§ **Text block**
——

The German hospitality sector is bracing for a potential political fallout as states and the federal government appear locked in a dispute over planned tax relief measures. The German Hotel and Restaurant Association (Dehoga) has issued a stark warning against any backtracking on the promised reduction of the value-added tax (VAT) for restaurant meals, currently slated to drop from 19% to 7% on January 1st.
Ingrid Hartges, CEO of Dehoga, voiced the industry’s anxieties in response to reports suggesting that regional authorities are hesitant to endorse the tax adjustments, citing concerns regarding substantial revenue losses. Federal Finance Minister Lars Klingbeil (SPD) has definitively ruled out federal compensation, further complicating the situation and intensifying the pressure on states to adopt the planned reductions.
Hartges emphasized the critical role of restaurants, cafes and traditional taverns within communities, describing them as “public living rooms” essential for social cohesion. She warned that reversing the tax cut would jeopardize the viability of these important establishments, which are already struggling under the weight of rising operational costs.
The planned VAT reduction is being presented by Dehoga as a vital measure for ensuring the survival and future security of hospitality businesses. Hartges underscored a demand for governmental reliability, stressing that the sector is depending on a commitment to deliver on promises made.
The impasse highlights a wider tension between the federal government’s desire to stimulate the economy and regional authorities’ anxieties over fiscal constraints. While the proposed tax cut is intended to bolster the hospitality sector, its implementation is now deeply uncertain, raising questions about the government’s ability to follow through on its economic pledges and potentially leading to further instability within a key sector of the German economy.

——

§ **Information shown**
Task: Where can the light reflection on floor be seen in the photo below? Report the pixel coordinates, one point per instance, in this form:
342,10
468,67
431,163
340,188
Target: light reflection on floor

——

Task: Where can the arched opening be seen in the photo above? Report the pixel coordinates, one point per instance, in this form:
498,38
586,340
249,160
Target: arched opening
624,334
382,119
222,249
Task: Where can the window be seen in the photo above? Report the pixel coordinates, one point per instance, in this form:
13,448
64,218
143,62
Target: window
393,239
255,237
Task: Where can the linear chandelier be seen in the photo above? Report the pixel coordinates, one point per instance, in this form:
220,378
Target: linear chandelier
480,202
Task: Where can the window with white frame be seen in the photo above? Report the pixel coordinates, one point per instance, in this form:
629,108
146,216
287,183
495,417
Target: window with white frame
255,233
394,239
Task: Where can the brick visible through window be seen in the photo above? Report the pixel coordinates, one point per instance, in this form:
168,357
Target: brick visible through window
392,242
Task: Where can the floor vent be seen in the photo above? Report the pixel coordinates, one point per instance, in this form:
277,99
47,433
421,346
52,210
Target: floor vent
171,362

——

§ **Task to complete**
Repeat word for word the part of the article on Germany's restaurant VAT cut that runs from "The impasse highlights" to "the German economy.".

§ **Response to the exercise**
The impasse highlights a wider tension between the federal government’s desire to stimulate the economy and regional authorities’ anxieties over fiscal constraints. While the proposed tax cut is intended to bolster the hospitality sector, its implementation is now deeply uncertain, raising questions about the government’s ability to follow through on its economic pledges and potentially leading to further instability within a key sector of the German economy.